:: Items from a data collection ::
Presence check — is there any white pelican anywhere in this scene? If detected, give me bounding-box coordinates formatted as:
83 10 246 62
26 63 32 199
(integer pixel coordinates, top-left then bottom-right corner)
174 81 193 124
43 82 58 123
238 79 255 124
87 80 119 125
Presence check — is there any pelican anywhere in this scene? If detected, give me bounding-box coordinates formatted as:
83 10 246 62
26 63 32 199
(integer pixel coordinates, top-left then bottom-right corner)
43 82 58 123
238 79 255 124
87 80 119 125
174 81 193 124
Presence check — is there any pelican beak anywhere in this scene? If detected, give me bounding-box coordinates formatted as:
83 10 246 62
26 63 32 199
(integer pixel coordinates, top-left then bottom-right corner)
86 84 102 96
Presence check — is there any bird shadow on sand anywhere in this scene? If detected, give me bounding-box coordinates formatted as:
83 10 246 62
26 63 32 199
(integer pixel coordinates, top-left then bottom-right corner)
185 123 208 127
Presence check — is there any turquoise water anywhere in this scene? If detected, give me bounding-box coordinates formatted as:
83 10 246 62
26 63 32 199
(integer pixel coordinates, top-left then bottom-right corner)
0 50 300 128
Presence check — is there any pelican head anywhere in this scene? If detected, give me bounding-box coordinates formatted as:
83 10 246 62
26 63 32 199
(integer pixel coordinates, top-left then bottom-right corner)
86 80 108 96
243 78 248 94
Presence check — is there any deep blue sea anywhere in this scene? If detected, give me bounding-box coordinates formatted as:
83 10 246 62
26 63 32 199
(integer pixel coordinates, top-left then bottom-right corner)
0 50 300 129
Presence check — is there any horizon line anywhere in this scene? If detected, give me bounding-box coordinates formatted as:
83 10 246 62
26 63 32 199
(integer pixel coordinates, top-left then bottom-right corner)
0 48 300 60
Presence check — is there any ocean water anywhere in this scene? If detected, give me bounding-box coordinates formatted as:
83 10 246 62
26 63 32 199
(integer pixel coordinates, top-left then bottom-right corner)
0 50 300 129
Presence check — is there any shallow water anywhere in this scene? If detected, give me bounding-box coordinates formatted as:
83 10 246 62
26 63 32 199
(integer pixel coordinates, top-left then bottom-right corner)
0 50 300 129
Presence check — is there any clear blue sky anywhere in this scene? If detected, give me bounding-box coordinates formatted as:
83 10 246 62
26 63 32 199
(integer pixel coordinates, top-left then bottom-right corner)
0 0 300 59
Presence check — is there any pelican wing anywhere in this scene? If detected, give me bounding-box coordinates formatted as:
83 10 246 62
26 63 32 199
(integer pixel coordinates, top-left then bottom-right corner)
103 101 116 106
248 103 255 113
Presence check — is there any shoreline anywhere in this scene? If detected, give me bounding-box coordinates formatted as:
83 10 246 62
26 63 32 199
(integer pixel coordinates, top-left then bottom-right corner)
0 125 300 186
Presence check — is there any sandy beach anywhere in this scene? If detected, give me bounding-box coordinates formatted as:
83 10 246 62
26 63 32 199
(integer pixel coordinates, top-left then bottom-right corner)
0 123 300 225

:: AIM OF THE EXERCISE ::
Rewrite the lines from the one containing "Presence check — is there any ocean" through the end of the items, changing "scene" to "view" and keeping everything else the same. Return only those lines.

:: SOLUTION ::
Presence check — is there any ocean water anywhere in this view? If detected, give me bounding-box coordinates formatted as:
83 10 246 62
26 63 32 199
(integer pixel coordinates, top-left then bottom-right corner)
0 50 300 129
Presence check — is there any shallow water anywhere in this view? If detected, give me bounding-box coordinates formatted as:
83 10 246 62
26 63 32 199
(integer pixel coordinates, top-left then bottom-right corner)
0 50 300 129
Presence check — is there any clear blue sky anywhere in this view? If detected, give me bounding-box coordinates formatted as:
83 10 246 62
26 63 32 199
(integer pixel coordinates, top-left then bottom-right corner)
0 0 300 59
Presence check — is there any pelican wing anywhere in this view? If detected, give me bounding-box coordinates formatted as:
83 10 246 62
26 63 32 199
(integer pixel coordinates, top-left then bottom-right corner)
103 101 116 106
248 103 255 113
Presence check — is there any shoreline anywhere in this view? If detected, give me bounding-box coordinates formatted as:
83 10 246 62
26 63 32 199
(integer pixel coordinates, top-left then bottom-right corner)
0 125 300 186
Presence check — is there any sandy beach anywhere in this view? If detected, give me bounding-box coordinates formatted as:
83 10 246 62
26 63 32 199
(integer pixel coordinates, top-left then bottom-right corner)
0 123 300 225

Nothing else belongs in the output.